*** Document excerpt ***

What to Know
- The Bucks County DA is warning residents in the greater Quakertown area to look out for suspicious devices.
- There may be four bombs hidden in the area, the Bucks DA said. The warning is tied to the investigation of some 30 mystery blasts nearby.
- David Surman, Jr., faces a litany of charges related to the case including possession of a weapon of mass destruction.
The Pennsylvania man accused of detonating multiple explosive devices last year set up fake online accounts to buy gun parts and chemical compounds while out on bail, prosecutors said.
David Surman Jr. was charged last year with multiple counts of building and manufacturing weapons of mass destruction after a series of explosions rocked Bucks County. He was released after posting $500,000 bail, according to court documents.
Investigators executing a search warrant on his electronic devices found traces of child child pornography. Surman was arrested, again, and posted bail in that case.
But on Monday, Bucks County prosecutors said Surman set up fake Social Security and PayPal accounts to purchase computer equipment, dangerous chemicals and 3D printing equipment while out on bail. Those purchases violated terms of his bail and should result in time behind bars, Bucks County District Attorney Matt Weintraub said in court.

*** End of Document excerpt ***

» The task: Extend the news report on the Bucks County explosives case against David Surman Jr., starting right after its final sentence.

*** Data records ***

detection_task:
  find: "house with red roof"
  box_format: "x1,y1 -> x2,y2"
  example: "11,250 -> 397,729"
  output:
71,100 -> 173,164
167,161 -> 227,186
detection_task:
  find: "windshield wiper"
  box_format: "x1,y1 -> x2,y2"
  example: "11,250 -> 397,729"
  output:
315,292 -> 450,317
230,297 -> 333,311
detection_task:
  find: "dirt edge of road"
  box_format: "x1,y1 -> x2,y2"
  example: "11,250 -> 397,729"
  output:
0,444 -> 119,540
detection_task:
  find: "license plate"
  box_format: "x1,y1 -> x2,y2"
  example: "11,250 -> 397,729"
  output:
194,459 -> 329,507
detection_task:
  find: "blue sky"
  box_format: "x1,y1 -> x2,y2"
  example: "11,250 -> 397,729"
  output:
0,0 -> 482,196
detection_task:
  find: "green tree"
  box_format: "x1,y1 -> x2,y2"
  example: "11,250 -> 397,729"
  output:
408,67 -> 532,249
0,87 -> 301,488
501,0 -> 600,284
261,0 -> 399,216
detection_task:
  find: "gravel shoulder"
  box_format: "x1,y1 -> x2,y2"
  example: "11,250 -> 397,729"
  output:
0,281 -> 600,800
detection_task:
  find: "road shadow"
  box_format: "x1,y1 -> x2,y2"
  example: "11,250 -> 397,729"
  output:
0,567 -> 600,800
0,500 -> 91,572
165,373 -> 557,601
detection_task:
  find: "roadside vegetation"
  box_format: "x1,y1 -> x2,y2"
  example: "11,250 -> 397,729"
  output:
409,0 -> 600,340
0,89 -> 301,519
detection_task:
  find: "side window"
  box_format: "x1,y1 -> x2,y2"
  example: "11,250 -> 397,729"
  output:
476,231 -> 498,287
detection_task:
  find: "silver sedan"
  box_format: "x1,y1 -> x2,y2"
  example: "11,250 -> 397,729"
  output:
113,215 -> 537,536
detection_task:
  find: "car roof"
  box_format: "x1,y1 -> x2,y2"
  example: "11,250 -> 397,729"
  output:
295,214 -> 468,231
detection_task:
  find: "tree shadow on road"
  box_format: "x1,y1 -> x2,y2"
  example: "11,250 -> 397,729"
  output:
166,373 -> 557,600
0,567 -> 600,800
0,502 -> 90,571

*** End of Data records ***

» Written reply:
Surman was first arrested in June 2018 after local and federal authorities, including the ATF and FBI, on accusations that he built and detonated explosives in the Upper Bucks County area. Between April and June of that year, at least 30 explosions were reported by residents. Some left craters on roadsides and in farmlands. Residents were rattled and investigators befuddled for weeks.
Detectives found multiple explosive devices in Surman's Milford Township home when he was taken into custody. At least one device was large enough to create mass destruction, according to authorities.
The 32-year-old also owned a chemical and solvents business and was, according to authorities, in possession of methamphetamine. His girlfriend, Tina Smith, was charged as an accomplice in the explosive case on early October.
Some of the seized explosive devices were constructed of small plastic canisters. A larger device was wrapped in electrical tape and had a unhappy face emoji bomb pasted to the side.